### EXERCISE PROMPT
Which lines in the items below contain the word "orca"? Locate each one and copy it; case counts.

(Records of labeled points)
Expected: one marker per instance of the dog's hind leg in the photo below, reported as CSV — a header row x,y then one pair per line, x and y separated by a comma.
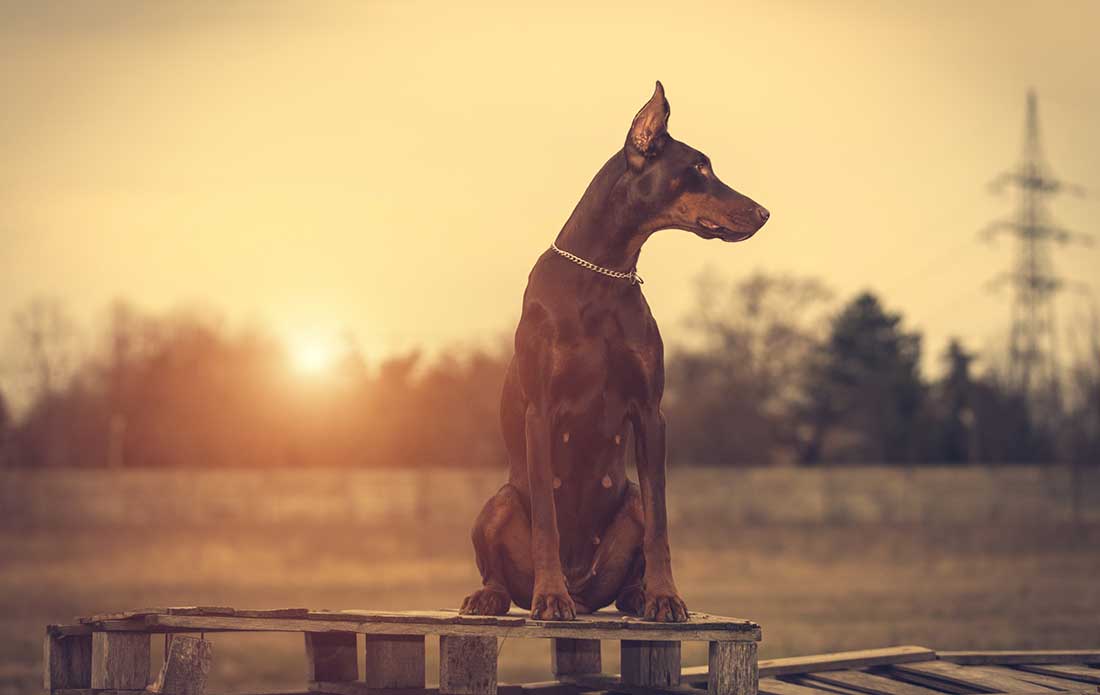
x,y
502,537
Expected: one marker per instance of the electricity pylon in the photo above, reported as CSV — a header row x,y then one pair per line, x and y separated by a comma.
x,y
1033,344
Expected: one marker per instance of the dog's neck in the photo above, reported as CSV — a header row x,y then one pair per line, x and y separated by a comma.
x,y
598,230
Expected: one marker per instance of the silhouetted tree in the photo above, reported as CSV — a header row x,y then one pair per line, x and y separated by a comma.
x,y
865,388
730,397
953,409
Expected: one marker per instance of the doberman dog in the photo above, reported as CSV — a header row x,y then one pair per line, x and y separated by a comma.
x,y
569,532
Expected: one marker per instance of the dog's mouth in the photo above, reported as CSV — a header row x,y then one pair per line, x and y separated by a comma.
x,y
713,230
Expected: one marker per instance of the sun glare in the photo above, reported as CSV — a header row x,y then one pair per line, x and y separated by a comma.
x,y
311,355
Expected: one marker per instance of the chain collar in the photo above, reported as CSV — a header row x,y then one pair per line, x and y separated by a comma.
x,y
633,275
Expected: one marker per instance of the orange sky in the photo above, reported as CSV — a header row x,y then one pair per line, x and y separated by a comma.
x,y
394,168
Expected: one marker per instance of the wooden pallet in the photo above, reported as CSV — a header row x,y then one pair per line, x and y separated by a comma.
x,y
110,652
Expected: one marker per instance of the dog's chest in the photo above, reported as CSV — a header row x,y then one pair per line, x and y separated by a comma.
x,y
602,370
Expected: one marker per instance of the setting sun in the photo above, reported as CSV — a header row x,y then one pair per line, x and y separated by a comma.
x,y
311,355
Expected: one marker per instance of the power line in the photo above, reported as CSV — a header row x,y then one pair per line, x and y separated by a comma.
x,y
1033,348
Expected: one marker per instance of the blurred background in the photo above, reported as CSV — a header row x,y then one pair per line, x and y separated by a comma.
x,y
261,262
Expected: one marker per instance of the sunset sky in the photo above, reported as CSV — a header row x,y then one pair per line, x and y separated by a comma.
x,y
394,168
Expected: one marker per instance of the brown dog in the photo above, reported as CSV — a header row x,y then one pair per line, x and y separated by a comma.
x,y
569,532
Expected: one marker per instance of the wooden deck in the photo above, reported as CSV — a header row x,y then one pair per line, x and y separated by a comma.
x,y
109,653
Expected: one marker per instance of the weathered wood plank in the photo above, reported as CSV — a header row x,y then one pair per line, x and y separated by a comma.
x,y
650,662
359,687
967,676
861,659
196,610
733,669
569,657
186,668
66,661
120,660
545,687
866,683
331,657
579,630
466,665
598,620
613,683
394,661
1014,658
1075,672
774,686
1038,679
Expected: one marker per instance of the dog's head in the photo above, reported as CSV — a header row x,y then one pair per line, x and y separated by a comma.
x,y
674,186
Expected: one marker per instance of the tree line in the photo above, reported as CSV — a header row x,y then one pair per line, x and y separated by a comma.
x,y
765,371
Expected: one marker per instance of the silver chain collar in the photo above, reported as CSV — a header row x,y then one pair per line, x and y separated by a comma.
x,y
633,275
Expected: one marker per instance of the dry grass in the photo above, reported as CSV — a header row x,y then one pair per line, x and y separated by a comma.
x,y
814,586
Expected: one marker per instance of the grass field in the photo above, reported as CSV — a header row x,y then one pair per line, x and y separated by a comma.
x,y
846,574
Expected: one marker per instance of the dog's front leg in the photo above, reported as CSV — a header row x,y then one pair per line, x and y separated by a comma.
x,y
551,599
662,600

---

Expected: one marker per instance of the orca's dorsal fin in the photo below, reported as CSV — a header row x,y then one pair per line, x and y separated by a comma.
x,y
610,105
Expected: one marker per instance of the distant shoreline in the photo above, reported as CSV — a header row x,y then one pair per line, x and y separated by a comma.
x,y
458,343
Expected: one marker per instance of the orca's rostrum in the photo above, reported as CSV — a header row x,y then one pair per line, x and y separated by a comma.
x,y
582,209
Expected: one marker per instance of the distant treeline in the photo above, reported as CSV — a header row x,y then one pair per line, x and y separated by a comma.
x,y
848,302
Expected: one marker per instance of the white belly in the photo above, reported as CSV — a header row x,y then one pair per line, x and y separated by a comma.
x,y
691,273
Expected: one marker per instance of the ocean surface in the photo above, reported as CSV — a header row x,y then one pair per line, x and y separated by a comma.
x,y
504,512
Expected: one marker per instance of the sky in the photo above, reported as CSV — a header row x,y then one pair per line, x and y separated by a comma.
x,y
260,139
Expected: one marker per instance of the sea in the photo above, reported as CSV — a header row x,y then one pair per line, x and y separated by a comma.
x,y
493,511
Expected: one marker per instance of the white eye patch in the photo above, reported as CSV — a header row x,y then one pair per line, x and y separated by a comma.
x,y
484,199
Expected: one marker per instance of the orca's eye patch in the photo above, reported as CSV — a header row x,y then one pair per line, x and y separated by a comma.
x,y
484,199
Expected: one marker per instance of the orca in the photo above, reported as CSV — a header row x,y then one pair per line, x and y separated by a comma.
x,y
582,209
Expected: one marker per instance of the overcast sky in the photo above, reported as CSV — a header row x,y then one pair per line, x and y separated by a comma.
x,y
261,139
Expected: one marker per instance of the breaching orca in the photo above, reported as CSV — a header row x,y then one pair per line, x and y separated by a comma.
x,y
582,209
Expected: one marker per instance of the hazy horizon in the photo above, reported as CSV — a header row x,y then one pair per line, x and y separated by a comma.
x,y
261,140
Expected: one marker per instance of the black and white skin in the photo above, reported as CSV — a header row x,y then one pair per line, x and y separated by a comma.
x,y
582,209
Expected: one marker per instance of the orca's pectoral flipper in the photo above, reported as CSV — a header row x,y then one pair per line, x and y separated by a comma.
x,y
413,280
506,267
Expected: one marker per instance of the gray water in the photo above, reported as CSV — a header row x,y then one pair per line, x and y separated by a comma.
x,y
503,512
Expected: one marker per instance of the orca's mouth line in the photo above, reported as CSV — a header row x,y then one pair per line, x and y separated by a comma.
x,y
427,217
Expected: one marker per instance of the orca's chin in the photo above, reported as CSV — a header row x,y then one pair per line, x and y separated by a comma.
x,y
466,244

### FINISHED ANSWER
Expected: one marker per instance of the orca's dorsal fin in the photo below, reported as CSV — a header row x,y then one pair per line, x and y separated by a comma.
Expected: one marker per instance of the orca's rostrum in the photo above, reported as CSV — a header row x,y then one pair per line, x and y separated by a comma.
Expected: one marker per instance of the orca's eye patch in the photo above, reported as CSV — a header row x,y then one pair per line, x and y separated by a comma.
Expected: one marker per instance of the orca in the photo above, reported as CSV — a header row x,y then one pair per line, x and y separated by a comma.
Expected: one marker per instance of the breaching orca in the photo above, reported as CSV — a header row x,y then one pair per line, x and y separated by a comma.
Expected: one marker per instance of the orca's pectoral flipper in the photo above, reported as CSV — a header row x,y then one pair per line, x and y separated by a comma.
Expected: one marker per instance of the orca's mouth line in the photo above, reported as CSV — a header row x,y then one pair per line, x and y separated by a comma.
Expected: one marker per instance of the orca's chin in the photo above, reported as CSV — a header row x,y then one pair per line, x and y separated by a comma.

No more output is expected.